-- WHAT YOU HAVE TO DO --
Reprint all entries without any alteration.

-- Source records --
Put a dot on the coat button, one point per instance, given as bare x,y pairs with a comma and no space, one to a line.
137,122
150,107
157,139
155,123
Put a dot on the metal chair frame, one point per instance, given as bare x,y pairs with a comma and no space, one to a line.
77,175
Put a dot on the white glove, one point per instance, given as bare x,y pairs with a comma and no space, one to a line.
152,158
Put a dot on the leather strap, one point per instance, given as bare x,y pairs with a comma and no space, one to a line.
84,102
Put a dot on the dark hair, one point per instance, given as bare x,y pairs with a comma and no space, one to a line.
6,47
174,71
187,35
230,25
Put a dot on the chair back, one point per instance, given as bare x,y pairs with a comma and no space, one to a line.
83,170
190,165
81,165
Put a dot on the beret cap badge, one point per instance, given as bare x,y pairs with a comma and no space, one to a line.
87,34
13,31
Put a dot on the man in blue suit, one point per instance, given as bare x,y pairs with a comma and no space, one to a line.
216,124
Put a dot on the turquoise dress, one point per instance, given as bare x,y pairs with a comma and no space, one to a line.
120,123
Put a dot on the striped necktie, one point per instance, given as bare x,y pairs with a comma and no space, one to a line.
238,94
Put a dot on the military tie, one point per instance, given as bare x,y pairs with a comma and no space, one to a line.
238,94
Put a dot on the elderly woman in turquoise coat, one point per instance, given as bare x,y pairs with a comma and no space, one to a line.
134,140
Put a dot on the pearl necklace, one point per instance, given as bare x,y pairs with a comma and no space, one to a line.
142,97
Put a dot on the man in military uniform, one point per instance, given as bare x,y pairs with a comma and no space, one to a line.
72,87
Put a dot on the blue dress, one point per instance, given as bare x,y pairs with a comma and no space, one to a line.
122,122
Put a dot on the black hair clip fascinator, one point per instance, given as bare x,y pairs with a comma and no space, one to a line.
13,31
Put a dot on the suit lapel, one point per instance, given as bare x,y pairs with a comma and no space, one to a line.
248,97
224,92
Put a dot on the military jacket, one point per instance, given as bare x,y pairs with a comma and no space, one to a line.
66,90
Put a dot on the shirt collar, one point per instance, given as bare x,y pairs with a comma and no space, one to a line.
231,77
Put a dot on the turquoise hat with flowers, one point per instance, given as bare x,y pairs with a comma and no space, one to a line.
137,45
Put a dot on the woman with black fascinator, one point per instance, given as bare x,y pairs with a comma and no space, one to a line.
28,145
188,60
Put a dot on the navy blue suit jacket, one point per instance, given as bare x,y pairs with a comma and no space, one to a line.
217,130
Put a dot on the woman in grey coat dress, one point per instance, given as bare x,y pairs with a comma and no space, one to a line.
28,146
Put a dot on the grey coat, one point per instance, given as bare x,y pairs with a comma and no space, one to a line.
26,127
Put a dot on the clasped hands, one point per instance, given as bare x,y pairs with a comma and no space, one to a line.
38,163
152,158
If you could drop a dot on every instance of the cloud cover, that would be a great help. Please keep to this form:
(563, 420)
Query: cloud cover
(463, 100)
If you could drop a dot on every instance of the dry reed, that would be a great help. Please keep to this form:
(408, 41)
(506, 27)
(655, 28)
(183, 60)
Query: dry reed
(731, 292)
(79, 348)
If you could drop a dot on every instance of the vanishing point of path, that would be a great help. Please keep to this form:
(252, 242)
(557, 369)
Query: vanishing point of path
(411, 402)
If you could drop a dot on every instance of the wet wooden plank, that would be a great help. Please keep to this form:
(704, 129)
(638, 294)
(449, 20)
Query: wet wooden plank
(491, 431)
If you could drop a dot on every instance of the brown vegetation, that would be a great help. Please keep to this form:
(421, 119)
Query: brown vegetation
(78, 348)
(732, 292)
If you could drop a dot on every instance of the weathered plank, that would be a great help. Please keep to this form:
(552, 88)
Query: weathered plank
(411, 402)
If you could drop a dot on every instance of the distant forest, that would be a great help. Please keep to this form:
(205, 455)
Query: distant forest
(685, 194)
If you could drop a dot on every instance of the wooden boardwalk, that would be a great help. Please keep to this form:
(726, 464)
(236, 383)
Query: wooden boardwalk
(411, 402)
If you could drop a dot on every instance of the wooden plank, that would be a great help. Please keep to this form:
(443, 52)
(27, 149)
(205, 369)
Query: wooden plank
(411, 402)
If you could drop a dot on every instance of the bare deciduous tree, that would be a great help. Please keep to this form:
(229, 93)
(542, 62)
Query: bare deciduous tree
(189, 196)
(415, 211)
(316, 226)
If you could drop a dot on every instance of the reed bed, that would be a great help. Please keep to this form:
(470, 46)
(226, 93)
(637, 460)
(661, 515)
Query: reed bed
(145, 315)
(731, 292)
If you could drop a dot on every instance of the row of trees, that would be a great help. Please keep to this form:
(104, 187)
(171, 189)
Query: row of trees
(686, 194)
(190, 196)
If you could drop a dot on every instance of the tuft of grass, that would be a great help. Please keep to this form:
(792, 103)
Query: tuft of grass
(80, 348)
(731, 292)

-- YOUR RESPONSE --
Put a dot on the coat button, one point per instance, given as bare x,y pairs with a comma and no space, one to a line.
137,122
150,107
157,139
155,123
Put a dot on the metal chair frame, one point per instance, given as bare x,y pairs with a comma and no space, one to a line.
77,175
Put a dot on the white glove, one point per instance, given as bare x,y pairs with a comma and no space, one to a line.
152,158
Put a dot on the leather strap, one point per instance, given as bare x,y pairs with a comma and no space, one to a line.
84,102
Put a dot on the dark hair, one point per instance, given as bare x,y pairs with a comma and no space, one to a line.
6,47
174,71
187,35
230,25
Put a dot on the chair back, one point per instance, given as bare x,y pairs with a comma and no space, one to a line.
83,170
190,165
81,165
Put a dot on the beret cap badge, one point per instance, given as bare x,y pairs with a comma and no space, one to a line.
87,34
13,31
Put a dot on the man in blue suit, one point per instance, given as bare x,y pairs with a comma and no space, one to a line.
216,124
Put a dot on the turquoise dress, one point per instance, given as bare x,y pairs with a comma and no space, one to a line.
120,123
Put a dot on the striped necktie, one point per instance, given as bare x,y pairs with a comma and no space, one to a line.
238,94
Put a dot on the military tie, one point per instance, given as bare x,y pairs with a comma and no space, one to a line.
238,94
Put a dot on the elderly woman in turquoise coat, one point per instance, given as bare x,y pairs with a comma and no space, one to a line.
134,140
Put a dot on the pearl necklace, one point per instance, given as bare x,y pairs with a comma and no space, one to a line.
142,97
Put a dot on the man in military uniform, one point per instance, given as bare x,y pairs with a comma and no space, one to a line.
72,87
Put a dot on the blue dress, one point per instance, given as bare x,y pairs with a comma and no space, one to a line.
122,122
Put a dot on the black hair clip fascinator, one point per instance, given as bare x,y pairs with a comma and no space, one to a line.
13,31
Put a dot on the suit lapel, one point per instance, given as bare x,y pairs with a comma and no space, one to a line.
248,97
224,92
Put a dot on the military jacket, one point per instance, given as bare x,y pairs with a comma and no space, one to a line.
66,90
Put a dot on the shirt collar, one point per instance, given as bare x,y pairs with a comma and no space, one to a line.
231,77
Put a dot on the turquoise hat with flowers, one point per instance, given as bare x,y pairs with a comma and no space, one to a line.
137,45
Put a dot on the woman with black fascinator, one point per instance, given as bare x,y pairs with a comma and no space, one to a line.
28,145
188,60
Put a dot on the navy blue suit jacket, one point per instance, given as bare x,y pairs with a comma and no space, one to a line.
217,130
Put a dot on the woman in grey coat dress, one point per instance, given as bare x,y pairs with a comma and no space, one to a line.
28,146
Put a dot on the grey coat, one point per instance, given as bare x,y pairs with a comma and no space, one to a line.
26,127
Put a dot on the clasped hands, one point per instance, given as bare x,y pairs with a comma and no space, one to a line.
38,163
152,158
If you could drop a dot on every instance of the cloud cover, that would be a great help. Please keep to this form:
(563, 420)
Query: cloud cover
(463, 100)
If you could drop a dot on every instance of the dry reed, that would be a great help. Please keep to this form:
(408, 41)
(506, 27)
(655, 28)
(183, 60)
Query: dry reed
(731, 292)
(79, 348)
If you could drop a dot on every instance of the vanishing point of path, that would be a great help. Please keep to this form:
(252, 242)
(557, 369)
Query: vanishing point of path
(411, 402)
If you could drop a dot on every instance of the wet wooden plank, that would be a great help. Please keep to this form:
(704, 129)
(638, 294)
(449, 20)
Query: wet wooden plank
(491, 431)
If you could drop a dot on every instance of the brown vegetation, that would be a great help. Please keep to this form:
(421, 119)
Query: brown vegetation
(78, 348)
(732, 292)
If you could drop a dot on every instance of the weathered plank, that would be a great help. Please keep to this form:
(552, 88)
Query: weathered plank
(411, 402)
If you could drop a dot on every instance of the distant forest, that would be a great help. Please keep to this form:
(205, 455)
Query: distant forest
(685, 194)
If you could drop a dot on every instance of the wooden boardwalk, that would be a great help. Please keep to this form:
(726, 464)
(236, 383)
Query: wooden boardwalk
(411, 402)
If you could drop a dot on every instance of the wooden plank, that would be a great help. Please keep to this form:
(443, 52)
(27, 149)
(205, 369)
Query: wooden plank
(411, 402)
If you could drop a dot on every instance of the bare deciduous tree, that would be a great help. Please keep to this form:
(229, 93)
(542, 62)
Query: bare deciduous tree
(189, 196)
(415, 211)
(316, 226)
If you could drop a dot on every instance of the reed bed, that would be a great help. Please keep to this form:
(470, 46)
(226, 93)
(637, 460)
(661, 515)
Query: reed bed
(145, 315)
(731, 292)
If you could drop a dot on every instance of the row of trees, that would be a great help. Please keep to this form:
(104, 187)
(171, 189)
Query: row of trees
(686, 194)
(190, 196)
If you could drop a dot on every instance of the tuft of grass, that would be a great help. Please keep to this form:
(792, 103)
Query: tuft of grass
(80, 348)
(731, 292)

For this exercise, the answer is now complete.